>> Start
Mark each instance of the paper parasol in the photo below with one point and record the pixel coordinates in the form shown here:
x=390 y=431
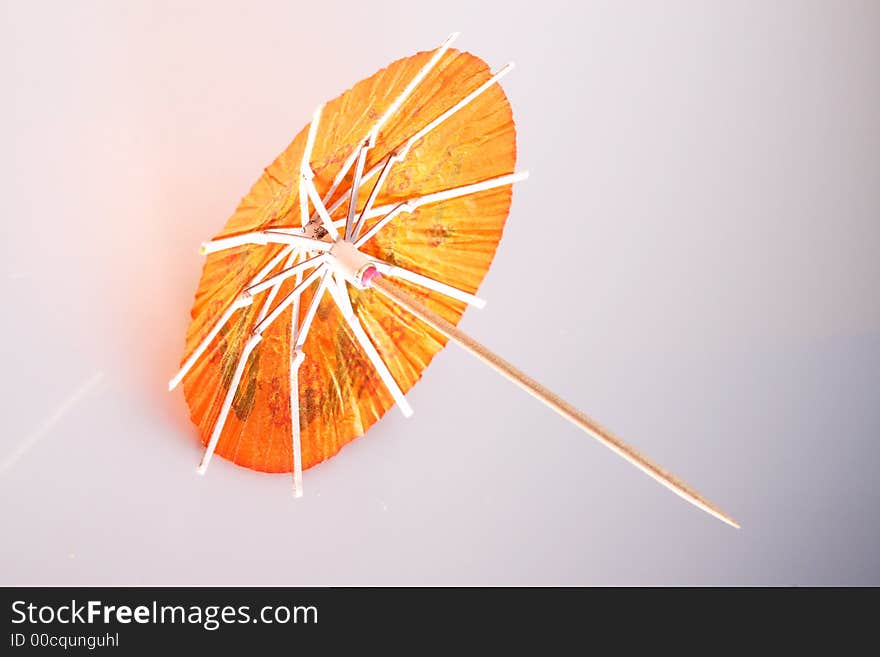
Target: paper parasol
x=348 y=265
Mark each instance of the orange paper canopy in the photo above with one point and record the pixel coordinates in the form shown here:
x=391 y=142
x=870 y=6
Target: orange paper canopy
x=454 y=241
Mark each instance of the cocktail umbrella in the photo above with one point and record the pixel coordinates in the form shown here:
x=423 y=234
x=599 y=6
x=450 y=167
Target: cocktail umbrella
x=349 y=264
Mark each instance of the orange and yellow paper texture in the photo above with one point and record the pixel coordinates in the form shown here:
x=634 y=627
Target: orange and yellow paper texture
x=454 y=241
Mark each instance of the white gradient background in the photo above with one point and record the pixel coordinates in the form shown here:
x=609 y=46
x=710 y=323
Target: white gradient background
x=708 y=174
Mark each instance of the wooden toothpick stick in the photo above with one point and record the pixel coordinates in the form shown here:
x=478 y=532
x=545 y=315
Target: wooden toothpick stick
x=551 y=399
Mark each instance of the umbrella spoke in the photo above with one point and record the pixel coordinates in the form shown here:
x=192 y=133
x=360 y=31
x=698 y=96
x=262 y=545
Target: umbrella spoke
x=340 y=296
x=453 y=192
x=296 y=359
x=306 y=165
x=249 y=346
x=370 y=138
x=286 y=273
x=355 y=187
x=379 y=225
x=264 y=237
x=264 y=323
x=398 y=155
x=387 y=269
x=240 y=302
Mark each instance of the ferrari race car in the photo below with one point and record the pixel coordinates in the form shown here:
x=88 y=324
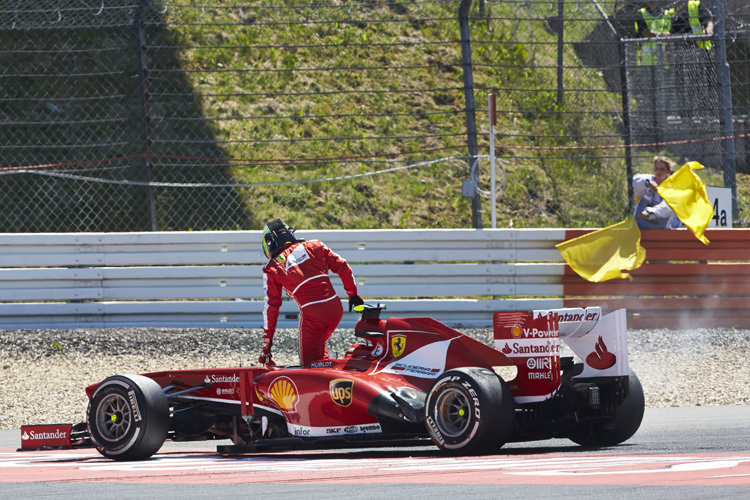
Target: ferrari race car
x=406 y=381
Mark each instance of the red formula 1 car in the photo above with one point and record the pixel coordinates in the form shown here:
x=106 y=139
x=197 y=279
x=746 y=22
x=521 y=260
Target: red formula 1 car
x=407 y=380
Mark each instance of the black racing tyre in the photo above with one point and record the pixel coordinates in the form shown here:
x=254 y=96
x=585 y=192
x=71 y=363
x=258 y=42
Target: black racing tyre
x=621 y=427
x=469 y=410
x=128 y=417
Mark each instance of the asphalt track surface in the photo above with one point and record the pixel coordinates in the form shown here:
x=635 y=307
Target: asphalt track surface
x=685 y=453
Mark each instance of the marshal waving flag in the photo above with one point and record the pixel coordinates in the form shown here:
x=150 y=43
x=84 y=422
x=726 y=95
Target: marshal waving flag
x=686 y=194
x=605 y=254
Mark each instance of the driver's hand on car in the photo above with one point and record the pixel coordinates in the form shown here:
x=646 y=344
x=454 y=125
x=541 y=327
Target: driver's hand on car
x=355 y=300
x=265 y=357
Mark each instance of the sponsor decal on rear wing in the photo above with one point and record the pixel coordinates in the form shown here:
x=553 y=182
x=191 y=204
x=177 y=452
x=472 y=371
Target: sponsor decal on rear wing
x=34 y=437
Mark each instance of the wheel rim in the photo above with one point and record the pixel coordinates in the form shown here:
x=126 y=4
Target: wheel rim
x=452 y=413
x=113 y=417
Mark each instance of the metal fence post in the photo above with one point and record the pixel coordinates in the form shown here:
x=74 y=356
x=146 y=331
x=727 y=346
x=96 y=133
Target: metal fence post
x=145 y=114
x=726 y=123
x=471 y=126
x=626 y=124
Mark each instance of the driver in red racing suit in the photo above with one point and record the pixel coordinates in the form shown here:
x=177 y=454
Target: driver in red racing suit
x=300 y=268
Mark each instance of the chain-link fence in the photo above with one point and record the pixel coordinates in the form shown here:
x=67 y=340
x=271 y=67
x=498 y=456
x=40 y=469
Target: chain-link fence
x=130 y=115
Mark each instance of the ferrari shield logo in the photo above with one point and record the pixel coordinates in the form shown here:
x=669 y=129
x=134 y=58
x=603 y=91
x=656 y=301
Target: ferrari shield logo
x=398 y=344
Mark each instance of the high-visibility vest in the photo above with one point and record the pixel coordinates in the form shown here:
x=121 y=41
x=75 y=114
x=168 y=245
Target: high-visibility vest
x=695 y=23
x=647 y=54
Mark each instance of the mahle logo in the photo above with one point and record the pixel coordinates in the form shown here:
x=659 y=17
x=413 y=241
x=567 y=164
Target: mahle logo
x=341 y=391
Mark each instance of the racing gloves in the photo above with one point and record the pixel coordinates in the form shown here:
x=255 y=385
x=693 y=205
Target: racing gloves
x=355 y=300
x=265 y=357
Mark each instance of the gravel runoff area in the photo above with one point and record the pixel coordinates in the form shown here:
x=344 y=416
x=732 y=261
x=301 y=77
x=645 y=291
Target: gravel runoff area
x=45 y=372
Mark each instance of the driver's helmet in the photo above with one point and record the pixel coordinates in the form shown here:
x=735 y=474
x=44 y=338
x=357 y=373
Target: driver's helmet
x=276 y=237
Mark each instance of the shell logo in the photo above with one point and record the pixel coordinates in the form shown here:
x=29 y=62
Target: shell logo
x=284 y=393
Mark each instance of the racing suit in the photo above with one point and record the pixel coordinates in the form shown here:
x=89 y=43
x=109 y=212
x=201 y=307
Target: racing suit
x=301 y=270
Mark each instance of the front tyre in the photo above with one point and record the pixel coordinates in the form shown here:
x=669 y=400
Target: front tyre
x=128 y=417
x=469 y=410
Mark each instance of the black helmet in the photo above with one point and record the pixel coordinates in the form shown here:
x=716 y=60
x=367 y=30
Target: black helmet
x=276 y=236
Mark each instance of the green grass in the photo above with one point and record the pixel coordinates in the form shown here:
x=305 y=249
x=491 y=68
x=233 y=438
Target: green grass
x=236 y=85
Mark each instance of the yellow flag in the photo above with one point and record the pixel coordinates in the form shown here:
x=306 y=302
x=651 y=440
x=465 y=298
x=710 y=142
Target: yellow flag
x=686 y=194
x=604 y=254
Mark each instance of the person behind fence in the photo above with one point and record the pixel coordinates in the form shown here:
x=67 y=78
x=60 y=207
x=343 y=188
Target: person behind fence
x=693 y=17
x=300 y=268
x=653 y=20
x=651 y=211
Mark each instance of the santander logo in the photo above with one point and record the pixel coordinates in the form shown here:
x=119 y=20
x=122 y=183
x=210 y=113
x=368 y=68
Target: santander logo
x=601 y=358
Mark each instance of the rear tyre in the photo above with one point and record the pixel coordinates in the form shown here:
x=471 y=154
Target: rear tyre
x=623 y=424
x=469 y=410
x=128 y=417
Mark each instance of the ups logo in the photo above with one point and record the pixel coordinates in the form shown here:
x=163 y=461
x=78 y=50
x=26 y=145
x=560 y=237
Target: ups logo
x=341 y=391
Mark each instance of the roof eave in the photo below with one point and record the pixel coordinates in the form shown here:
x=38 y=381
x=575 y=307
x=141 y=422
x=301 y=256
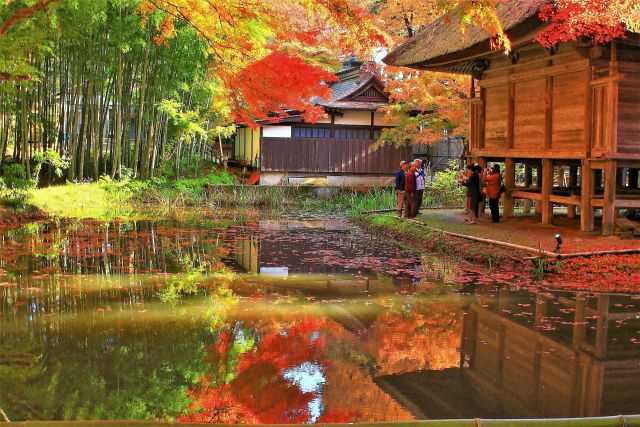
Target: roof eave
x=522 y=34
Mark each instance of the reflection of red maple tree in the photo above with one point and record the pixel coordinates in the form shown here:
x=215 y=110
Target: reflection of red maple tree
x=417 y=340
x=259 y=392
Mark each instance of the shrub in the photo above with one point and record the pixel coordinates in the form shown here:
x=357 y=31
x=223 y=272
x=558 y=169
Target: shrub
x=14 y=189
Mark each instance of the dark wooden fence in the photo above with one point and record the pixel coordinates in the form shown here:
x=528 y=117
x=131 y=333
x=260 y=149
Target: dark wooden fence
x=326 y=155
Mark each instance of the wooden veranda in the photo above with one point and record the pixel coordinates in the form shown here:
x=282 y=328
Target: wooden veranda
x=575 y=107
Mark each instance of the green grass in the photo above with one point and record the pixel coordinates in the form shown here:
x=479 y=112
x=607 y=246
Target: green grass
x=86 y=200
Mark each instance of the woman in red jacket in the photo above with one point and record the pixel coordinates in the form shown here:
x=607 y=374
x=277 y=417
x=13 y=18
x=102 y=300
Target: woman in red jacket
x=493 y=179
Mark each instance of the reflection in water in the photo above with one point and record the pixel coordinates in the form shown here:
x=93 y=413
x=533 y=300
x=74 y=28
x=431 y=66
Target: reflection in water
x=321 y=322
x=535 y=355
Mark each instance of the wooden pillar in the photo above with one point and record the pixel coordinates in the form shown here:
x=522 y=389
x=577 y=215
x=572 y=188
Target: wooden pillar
>> End
__WRITTEN INSTRUCTION__
Can you copy out word for word the material starting with the line with "Mark each instance of the cocktail" and going on through the line with "x=349 y=264", including both of those lines?

__OUTPUT FOR THIS TASK__
Mark each instance of the cocktail umbrella in the photo above with one point and record the pixel coordinates in the form shown here:
x=423 y=234
x=599 y=6
x=450 y=167
Target: cocktail umbrella
x=349 y=264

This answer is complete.